## START

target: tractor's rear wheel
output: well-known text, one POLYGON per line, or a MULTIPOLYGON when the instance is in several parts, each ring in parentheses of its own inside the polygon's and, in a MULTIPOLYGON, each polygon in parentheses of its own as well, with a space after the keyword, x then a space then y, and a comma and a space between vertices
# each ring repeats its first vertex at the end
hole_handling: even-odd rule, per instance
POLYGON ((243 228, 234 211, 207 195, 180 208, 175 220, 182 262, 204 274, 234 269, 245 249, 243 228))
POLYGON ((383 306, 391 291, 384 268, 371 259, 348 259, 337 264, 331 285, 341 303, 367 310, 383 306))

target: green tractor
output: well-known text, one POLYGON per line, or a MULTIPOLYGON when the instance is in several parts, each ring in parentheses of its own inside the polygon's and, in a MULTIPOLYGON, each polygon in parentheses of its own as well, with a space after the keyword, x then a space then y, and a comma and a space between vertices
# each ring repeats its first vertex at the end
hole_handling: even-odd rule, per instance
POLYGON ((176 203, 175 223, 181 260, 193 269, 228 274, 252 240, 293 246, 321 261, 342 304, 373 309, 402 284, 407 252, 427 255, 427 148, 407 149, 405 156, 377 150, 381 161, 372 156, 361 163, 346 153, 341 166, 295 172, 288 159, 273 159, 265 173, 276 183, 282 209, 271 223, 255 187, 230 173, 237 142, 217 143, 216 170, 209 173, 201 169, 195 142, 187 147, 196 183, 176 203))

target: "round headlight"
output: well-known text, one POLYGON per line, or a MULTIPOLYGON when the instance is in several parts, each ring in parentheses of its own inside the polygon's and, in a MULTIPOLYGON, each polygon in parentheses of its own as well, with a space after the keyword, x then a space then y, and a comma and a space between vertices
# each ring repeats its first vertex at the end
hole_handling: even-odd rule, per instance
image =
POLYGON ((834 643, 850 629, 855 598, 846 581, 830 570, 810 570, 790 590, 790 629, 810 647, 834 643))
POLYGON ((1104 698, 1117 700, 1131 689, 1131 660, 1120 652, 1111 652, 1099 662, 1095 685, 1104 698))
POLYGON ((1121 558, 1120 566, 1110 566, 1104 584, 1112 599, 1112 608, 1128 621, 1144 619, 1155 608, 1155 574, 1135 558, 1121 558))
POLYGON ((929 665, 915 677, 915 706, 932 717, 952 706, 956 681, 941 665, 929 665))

## END

Reproduce all of the rows above verbatim, line for line, without changing anything.

target: tractor's rear wheel
output: well-known text, one POLYGON per line, or a MULTIPOLYGON when the instance is in several parts, each ring in parentheses of its own inside the polygon's and, in a MULTIPOLYGON, each polygon in parentheses of its own as well, with a space after the keyword, x then a space then y, and a comma and a space between vertices
# each ring repeats its first vertex at the end
hole_handling: even-odd rule, per instance
POLYGON ((243 228, 234 211, 207 195, 180 208, 175 220, 182 262, 204 274, 234 269, 245 249, 243 228))
POLYGON ((383 306, 391 291, 384 268, 371 259, 348 259, 337 264, 331 285, 341 303, 367 310, 383 306))

target: green tractor
output: well-known text, one POLYGON per line, or a MULTIPOLYGON when the instance is in several parts, each ring in parentheses of its own inside the polygon's and, in a MULTIPOLYGON, each polygon in parentheses of its own as well, with a space after the keyword, x then a space then y, and a comma and a space between vertices
# each ring repeats its first vertex at the end
hole_handling: even-odd rule, per instance
POLYGON ((176 203, 175 223, 181 260, 193 269, 228 274, 252 240, 293 246, 321 261, 342 304, 373 309, 402 284, 407 252, 427 255, 427 148, 407 149, 405 156, 377 150, 381 161, 372 156, 361 163, 346 153, 341 166, 295 172, 288 159, 273 159, 265 173, 276 183, 282 209, 271 223, 255 187, 230 173, 237 142, 217 143, 216 170, 209 173, 201 169, 195 142, 187 147, 196 183, 176 203))

target: "round headlight"
output: well-known text, one POLYGON per line, or a MULTIPOLYGON when the instance is in several parts, each ring in parentheses of its own inside the polygon's and, in a MULTIPOLYGON, each polygon in parentheses of its own as well, with a space after the keyword, x then a space then y, and a comma and a space between vertices
# each ring repeats its first vertex at the end
hole_handling: even-odd rule, per instance
image =
POLYGON ((834 643, 850 629, 855 598, 846 581, 830 570, 810 570, 790 590, 790 629, 810 647, 834 643))
POLYGON ((1104 698, 1117 700, 1131 689, 1131 660, 1120 652, 1111 652, 1099 662, 1095 685, 1104 698))
POLYGON ((1121 558, 1120 566, 1110 566, 1104 584, 1112 599, 1112 608, 1128 621, 1144 619, 1155 608, 1155 574, 1135 558, 1121 558))
POLYGON ((929 665, 915 677, 915 706, 932 717, 952 706, 956 681, 941 665, 929 665))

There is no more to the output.